프로토콜 타입에 접근하려면 위의 모듈이 필요하며 파이썬 3.8 버전 이후에는 typing_extensions 모듈을 설치할 필요가 없으며,
from typing import Protocol을 사용하면 된다.

- $pip install typing_extensions
또는
- $pip3 install typing_extensions

#generic_search.py
from __future__ import annotations
from typing import TypeVar, Iterable, Sequence, Generic, List, Callable, Set, Deque, Dict, Any, Optional
from typing_extensions import Protocol
from heapq import heappush, heappop

T = TypeVar('T')

def linear_contains(iterable: Iterable[T], key: T) -> bool:
    for item in iterable:
        if item == key:
            return True
    return False

C = TypeVar('C', bound = "Comparable")

class Comparable(Protocol):
    def __eq__(self, other: Any) -> bool:
        return self == other
    def __lt__(self: C, other: C) -> bool:
        return not (self > other) and self != other
    def __gt__(self: C, other: C) -> bool:
        return (not self < other) and self != other
    def __le__(self: C, other: C) -> bool:
        return self < other or self == other
    def __ge__(self: C, other: C) -> bool:
        return not self < other

def binary_contains(sequence: Sequence[C], key: C) -> bool:
    low: int = 0
    high: int = len(sequence) - 1
    while low <= high: # 검색 공간이 존재
        mid: int = (low + high) // 2
        if sequence[mid] < key:
            low = mid + 1
        elif sequence[mid] > key:
            high = mid - 1
        else:
            return True
    return False

print(linear_contains([1,5,15,15,15,15,20], 5)) #true
print(binary_contains(["a","d","e","f","z"], "f")) #true
print(binary_contains(["john","mark","ronald","sarah"],"sheila")) #false

True
True
False

일반화된 코드를 사용하여 거의 모든 컬렉션에서 데이터 타입과 상관없이 사용가능하다.

2.2 미로 찾기

미로의 경로를 문자를 이용해서 찾고 너비 우선 탐색, 깊이 우선 탐색, $A^*$ 알고리즘을 구현한다.

#maze.py
from enum import Enum
from typing import List, NamedTuple, Callable, Optional
import random
from math import sqrt
from generic_search import dfs, bfs, node_to_path, astar, Node

class Cell(str, Enum):
    EMPTY = " "
    BLOCKED = "X"
    START = "S"
    GOAL = "G"
    PATH = "*"
    
class MazeLocation(NamedTuple):
    row: int
    column: int

from generic_search 는 아래에서 정의한다.

미로의 개별 위치를 나타내느 방법으로 행과 열 속성을 가진 네임드튜플(NamedTuple)을 사용한다.

2.2.1 미로 무작위로 생성하기

Maze 클래스는 상태를 나타내는 격자 (리스트의 리스트)를 내부적으로 추적한다. 행 수, 열 수, 시작 위치 및 목표 위치에 대한 인스턴스 변수를 가지고 있다. 격자에는 막힌 공간이 무작위로 채워진다.

풀어 볼 과제:
A) 탐색 알고리즘 글의 maze.py 코드에서 Cell 열거형에 정의된 멤버 이름을 모두 나열하세요.
B) 탐색 알고리즘 글을 마지막 문장 다음부터 이어서 써 나가세요.
이어지는 행들은 참고하지 않아도 됩니다.

데이터 목록:
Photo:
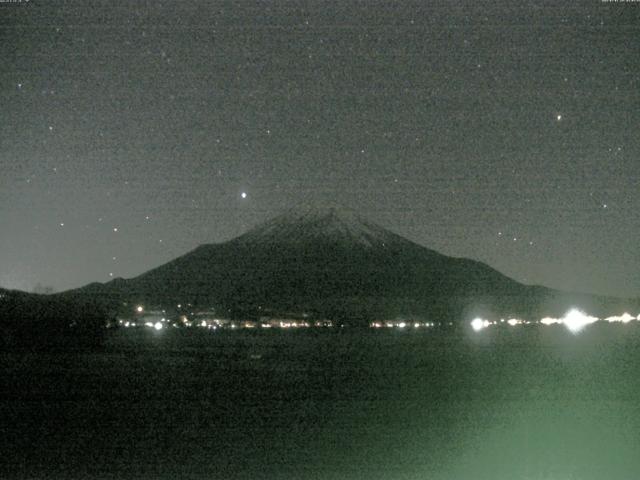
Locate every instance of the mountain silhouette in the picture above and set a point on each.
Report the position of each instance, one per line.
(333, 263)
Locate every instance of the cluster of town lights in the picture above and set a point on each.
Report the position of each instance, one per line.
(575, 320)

--

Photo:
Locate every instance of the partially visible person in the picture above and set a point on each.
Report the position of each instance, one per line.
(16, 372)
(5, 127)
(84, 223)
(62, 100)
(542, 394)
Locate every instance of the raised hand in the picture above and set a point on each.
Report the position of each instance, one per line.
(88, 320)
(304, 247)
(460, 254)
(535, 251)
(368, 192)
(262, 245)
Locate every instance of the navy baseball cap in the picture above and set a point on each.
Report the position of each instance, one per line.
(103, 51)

...

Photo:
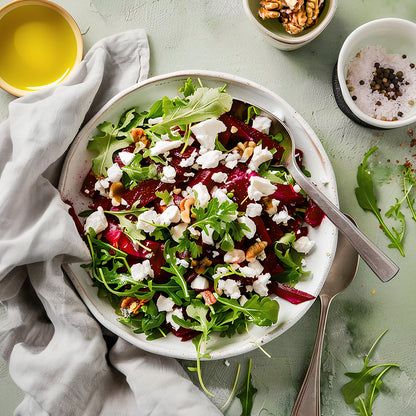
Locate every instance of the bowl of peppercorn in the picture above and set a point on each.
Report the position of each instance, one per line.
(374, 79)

과제 답안:
A) EMPTY, BLOCKED, START, GOAL, PATH

B)
START 에서 GOAL 까지 항상 경로가 존재해야 함으로 BLOCKED의 무작위 생성비율을 조정한다.

매개변수의 기본값(임곗값)은 20%이다(sparseness: float = 0.2). 무작위로 생성된 값이 sparseness 파라미터의 임곗값보다 더 작을 경우 공간은 벽으로 채워진다.

#maze.py
class Maze:
    def __init__(self, rows: int = 10, columns: int = 10,
                sparseness: float = 0.2,
                start: MazeLocation = MazeLocation(0,0),
                goal: MazeLocation= MazeLocation(9,9)) -> None:
        #기본 인스턴스 변수 초기화
        self._rows: int = rows
        self._columns: int = columns
        self.start: MazeLocation = start
        self.goal: MazeLocation = goal
        # 격자를 빈 공간으로 채운다.
        self._grid: List[List[Cell]] = [[Cell.EMPTY for c in range(columns)] for r in range(rows)]
        # 격자에 막힌 공간을 무작위로 채운다.
        self._randomly_fill(rows, columns, sparseness)
        # 시작 위치와 목표 위치를 설정
        self._grid[start.row][start.column] = Cell.START
        self._grid[goal.row][goal.column] = Cell.GOAL
        
    def _randomly_fill(self, rows: int, columns: int, sparseness: float):
        for row in range(rows):
            for column in range(columns):
                if random.uniform(0, 1.0) < sparseness:
                    self._grid[row][column] = Cell.BLOCKED
    
    def __str__(self) -> str:
        output: str = ""
        for row in self._grid:
            output += "".join([c.value for c in row]) + "\n"
        return output
    
    def goal_test(self, ml: MazeLocation) -> bool: # 목표지점에 도달했는지 검사
        return ml == self.goal
    
    def successors(self, ml: MazeLocation) -> List[MazeLocation]:
        locations: List[MazeLocation] = []
        if ml.row + 1 < self._rows and self._grid[ml.row + 1][ml.column] != Cell.BLOCKED: # 하측 이동 가능
            locations.append(MazeLocation(ml.row + 1, ml.column))
        if ml.row - 1 >= 0 and self._grid[ml.row - 1][ml.column] != Cell.BLOCKED: # 상측 이동 가능
            locations.append(MazeLocation(ml.row - 1, ml.column))
        if ml.column + 1 < self._columns and self._grid[ml.row][ml.column + 1] != Cell.BLOCKED: # 우측 이동 가능
            locations.append(MazeLocation(ml.row, ml.column + 1))
        if ml.column - 1 >= 0 and self._grid[ml.row][ml.column - 1] != Cell.BLOCKED: # 좌측 이동 가능
            locations.append(MazeLocation(ml.row, ml.column - 1))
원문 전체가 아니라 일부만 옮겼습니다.